(Entries from a pointing dataset)
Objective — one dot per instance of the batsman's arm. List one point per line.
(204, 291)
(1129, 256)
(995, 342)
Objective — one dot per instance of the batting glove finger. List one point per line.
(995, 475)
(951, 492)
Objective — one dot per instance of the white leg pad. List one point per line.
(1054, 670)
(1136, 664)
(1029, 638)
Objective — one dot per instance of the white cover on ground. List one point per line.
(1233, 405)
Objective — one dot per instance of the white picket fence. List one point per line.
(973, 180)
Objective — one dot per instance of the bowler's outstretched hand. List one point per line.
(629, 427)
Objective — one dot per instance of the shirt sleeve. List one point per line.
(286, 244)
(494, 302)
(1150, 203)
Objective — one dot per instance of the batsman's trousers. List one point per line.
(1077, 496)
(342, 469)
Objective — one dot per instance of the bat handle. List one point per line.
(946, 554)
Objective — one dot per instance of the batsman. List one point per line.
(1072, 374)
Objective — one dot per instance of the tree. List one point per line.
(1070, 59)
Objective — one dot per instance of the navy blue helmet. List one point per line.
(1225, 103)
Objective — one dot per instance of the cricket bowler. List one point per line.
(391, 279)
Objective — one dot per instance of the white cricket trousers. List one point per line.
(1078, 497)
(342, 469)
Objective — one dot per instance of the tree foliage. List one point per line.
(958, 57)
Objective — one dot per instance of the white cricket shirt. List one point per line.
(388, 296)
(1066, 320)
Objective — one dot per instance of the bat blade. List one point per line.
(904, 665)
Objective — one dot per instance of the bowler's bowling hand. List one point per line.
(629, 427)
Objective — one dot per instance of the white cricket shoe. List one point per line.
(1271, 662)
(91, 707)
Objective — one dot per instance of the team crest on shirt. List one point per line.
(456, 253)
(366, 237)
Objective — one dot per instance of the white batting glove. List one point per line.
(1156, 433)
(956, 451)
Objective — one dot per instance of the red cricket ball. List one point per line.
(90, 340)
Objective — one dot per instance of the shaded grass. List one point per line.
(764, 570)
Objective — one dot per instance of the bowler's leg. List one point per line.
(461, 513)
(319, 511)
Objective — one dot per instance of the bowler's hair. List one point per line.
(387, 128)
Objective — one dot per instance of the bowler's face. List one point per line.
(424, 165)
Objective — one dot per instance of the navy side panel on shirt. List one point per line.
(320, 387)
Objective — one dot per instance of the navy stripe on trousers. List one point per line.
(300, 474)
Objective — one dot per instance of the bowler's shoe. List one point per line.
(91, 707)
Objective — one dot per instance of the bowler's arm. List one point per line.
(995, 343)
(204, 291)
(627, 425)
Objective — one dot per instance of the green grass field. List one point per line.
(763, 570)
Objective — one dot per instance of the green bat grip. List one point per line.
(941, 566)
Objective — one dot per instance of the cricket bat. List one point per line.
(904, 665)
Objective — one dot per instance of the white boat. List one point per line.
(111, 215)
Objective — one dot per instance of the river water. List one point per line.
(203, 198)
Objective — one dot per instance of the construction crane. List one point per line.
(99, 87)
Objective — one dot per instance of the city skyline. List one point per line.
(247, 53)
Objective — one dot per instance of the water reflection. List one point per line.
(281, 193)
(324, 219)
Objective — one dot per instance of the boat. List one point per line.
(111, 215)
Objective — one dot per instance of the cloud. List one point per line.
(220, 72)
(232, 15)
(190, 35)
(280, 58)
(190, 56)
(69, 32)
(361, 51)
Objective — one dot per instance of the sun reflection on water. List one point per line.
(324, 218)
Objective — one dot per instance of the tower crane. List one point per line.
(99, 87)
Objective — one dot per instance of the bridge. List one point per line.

▶ [Do this]
Rewrite every line from the one containing "Objective — one dot per instance of the navy stripe" down to the end of the rows, requests included. Scale each coordinate in the answers by 1.8 and round it to a whole number, with halves rounded up.

▶ [The response]
Objective — one dot per instance of the navy stripe on trousers. List one point per line.
(540, 853)
Objective — one dot per instance of the bowler's shoe. List one point per line.
(164, 1273)
Objective — one dot per instance of the bowler's arm. List one point per line.
(1791, 617)
(367, 524)
(1129, 765)
Objective — one dot per instance of the green grass field. List one point per line.
(1373, 1026)
Objective — one dot per instance of the green bat grip. List one point per line.
(1694, 1019)
Objective — one dot per instance of the cricket bat. List one point per line.
(1627, 1197)
Objective — one dot per instance of the white boat. List one point per line.
(200, 387)
Objective — one dot per instance of the river water. List one point per line.
(365, 356)
Objective — one dot per instance of the construction crane. List one point per line.
(178, 157)
Objective — one dot per instance of the city skyline. List one point per line.
(445, 95)
Objective — one dot per instance of the water reflection. List one point per line.
(506, 347)
(583, 394)
Objective — one dot per instance of the boat. List one point per line.
(200, 387)
Objective — one dot per instance of the cloud. List one point per line.
(396, 130)
(418, 27)
(342, 63)
(504, 104)
(342, 101)
(124, 58)
(650, 92)
Objective — one dot per instance of the sun reflection on water. List one point per line.
(583, 392)
Objective — one dot per instance of the tower crane. List one point per line.
(178, 157)
Objective — one dot per instance of the bridge. List one point per line.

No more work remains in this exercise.